TEXT TO READ
◆ ◆ ◆ ◆ ◆

Contrast with Chance the Gardener: a middle-aged idiot who has lived his whole life as a servant and whose entire knowledge off the outside world comes from what he has watched on television, Chance is a creature of random luck-- his name even implies this. One day his boss and benefactor simply dies, and Chance is free to leave the manor in which he was raised. Chance becomes Chauncey Gardiner through sheer misunderstanding: he is coughing when he explains to the wife of a businessman who he is, so she hears the name "Chauncey Gardiner" instead of "Chance the Gardener". Oblivious to everything around him, his foolishness is seen as Zen wisdom to nearly everyone he encounters, which leads Chance up the ladder of success, eventually brushing shoulders with Washington D.C.'s political elite.

The two characters have a lot in common: simple-minded common men who somehow transcend their lowly status in America's de facto caste system to become extremely powerful. But the comparison ends there, for while Don Draper mistakenly believes that he is the master of his own destiny, Chance is under no such illusions.

"Mad Men" is set in the past and has a certain level of realism that cedes to a loopy surrealism every now and then as a counter-point, mostly when dealing with the psychedelic cultural transitions occurring in the historical background of the Sixties. "Being There" is supposed to be contemporary and is more satirical than realistic, proudly promoting its absurdist POV up to the very last scene, and yet the film (in light of this day and age's modern cult of personality) seems prescient and relevant.

But more importantly, the evolution of the two characters stem from a mysterious reinvention that occurs for both, what none other than Bob Dylan recently described in an interview with Mikal Gilmore as "transfiguration".

In the September 27 2012 issue of  Rolling Stone, Bob Dylan elaborates on his "transfiguration" in relation to something he read in a book by former Hells Angel President Sonny Barger. Bob Dylan's words are in italics, Mikal Gilmore's words are in bold italics:

See this book? Ever heard of this guy? [Shows me Hell's Angel: The Life and Times of Sonny Barger and the Hell's Angels Motorcycle Club, by Sonny Barger.]
Yeah, sure.
He's a Hell's Angel.
He was "the" Hell's Angel.
Look who wrote this book. [Points at coauthors' names, Keith Zimmerman and Kent Zimmerman.] Do those names ring a bell? Do they look familiar? Do they? You wonder, "What's that got to do with me?" But they do look familiar, don't they? And there's two of them there. Aren't there two? One's not enough? Right? [Dylan's now seated, smiling.]
I'm going to refer to this place here. [Opens the book to a dog-eared page.] Read it out loud here. Just read it out loud into your tape recorder.
"One of the early presidents of the Berdoo Hell's Angels was Bobby Zimmerman. On our way home from the 1964 Bass Lake Run, Bobby was riding in his customary spot – front left – when his muffler fell off his bike. Thinking he could go back and retrieve it, Bobby whipped a quick U-turn from the front of the pack. At that same moment, a Richmond Hell's Angel named Jack Egan was hauling ass from the back of the pack toward the front. Egan was on the wrong side of the road, passing a long line of speeding bikes, just as Bobby whipped his U-turn. Jack broadsided poor Bobby and instantly killed him. We dragged Bobby's lifeless body to the side of the road. There was nothing we could do but to send somebody on to town for help." Poor Bobby.

◆ ◆ ◆ ◆ ◆

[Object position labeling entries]
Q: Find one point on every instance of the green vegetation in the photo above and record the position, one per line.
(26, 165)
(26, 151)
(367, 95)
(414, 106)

◆ ◆ ◆ ◆ ◆

AIM
Pick up the essay comparing Don Draper and Chance the Gardener after its final sentence and keep it going. The rows are separate material and have no connection to the essay.

EXERCISE RESPONSE
Yeah, poor Bobby. You know what this is called? It's called transfiguration. Have you ever heard of it?
Well, you're looking at somebody.
That . . . has been transfigured?
Yeah, absolutely. I'm not like you, am I? I'm not like him, either. I'm not like too many others. I'm only like another person who's been transfigured. How many people like that or like me do you know?
By transfiguration, you mean it in the sense of being transformed? Or do you mean transmigration, when a soul passes into a different body?
Transmigration is not what we are talking about. This is something else. I had a motorcycle accident in 1966.1 already explained to you about new and old. Right? Now, you can put this together any way you want. You can work on it any way you want. Transfiguration: You can go and learn about it from the Catholic Church, you can learn about it in some old mystical books, but it's a real concept. It's happened throughout the ages. Nobody knows who it's happened to, or why. But you get real proof of it here and there. It's not like something you can dream up and think. It's not like conjuring up a reality or like reincarnation – or like when you might think you're somebody from the past but have no proof. It's not anything to do with the past or the future.
So when you ask some of your questions, you're asking them to a person who's long dead. You're asking them to a person that doesn't exist. But people make that mistake about me all the time. I've lived through a lot. Have you ever heard of a book called No Man Knows My History? It's about Joseph Smith, the Mormon prophet. The title could refer to me.
Transfiguration is what allows you to crawl out from under the chaos and fly above it. That's how I can still do what I do and write the songs I sing and just keep on moving.
When you say I'm talking to a person that's dead, do you mean the motorcyclist Bobby Zimmerman, or do you mean Bob Dylan?
Bob Dylan's here! You're talking to him.
Then your transfiguration is . . . 
It is whatever it is. I couldn't go back and find Bobby in a million years. Neither could you or anybody else on the face of the Earth. He's gone. If I could, I would go back. I'd like to go back. At this point in time, I would love to go back and find him, put out my hand. And tell him he's got a friend. But I can't. He's gone. He doesn't exist.
OK, so when you speak of transfiguration . . . 
I only know what I told you. You'll have to go and do the work yourself to find out what it's about.
I'm trying to determine whom you've been transfigured from, or as.
I just showed you. Go read the book.
That's who you have in mind? What could the connection to that Bobby Zimmerman be other than name?
I don't have it in mind. I didn't write that book. I didn't make it up. I didn't dream that. I'm not telling you I had a dream last night. Remember the song "Last Night I Had the Strangest Dream"? I didn't write that, either.
I'm showing you a book that's been written and published. I mean, look at all the connecting things: motorcycles, Bobby Zimmerman, Keith and Kent Zimmerman, 1964, 1966. And there's more to it than even that. If you went to find this guy's family, you'd find a whole bunch more that connected. I'm just explaining it to you. Go to the grave site.

Whether it is properly called "transfiguration" or "transmigration", one thing is clear: Bob Dylan firmly believes that he switched identities (and perhaps souls) with another person with a similar name, and it saved his life.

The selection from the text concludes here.